[TASK GOAL]
Lay out each line of the records below as a Markdown table, skipping blank lines, with a "Row" column for the row number and a "Line" column for the line itself.

Pointing dataset records:
----

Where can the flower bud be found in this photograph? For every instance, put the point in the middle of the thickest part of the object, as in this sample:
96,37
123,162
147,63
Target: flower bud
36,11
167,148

----

[THE ANSWER]
| Row | Line |
|---|---|
| 1 | Where can the flower bud be found in this photograph? For every instance, put the point in the middle of the thickest part of the object, as in this sample: |
| 2 | 96,37 |
| 3 | 123,162 |
| 4 | 147,63 |
| 5 | Target: flower bud |
| 6 | 36,11 |
| 7 | 167,148 |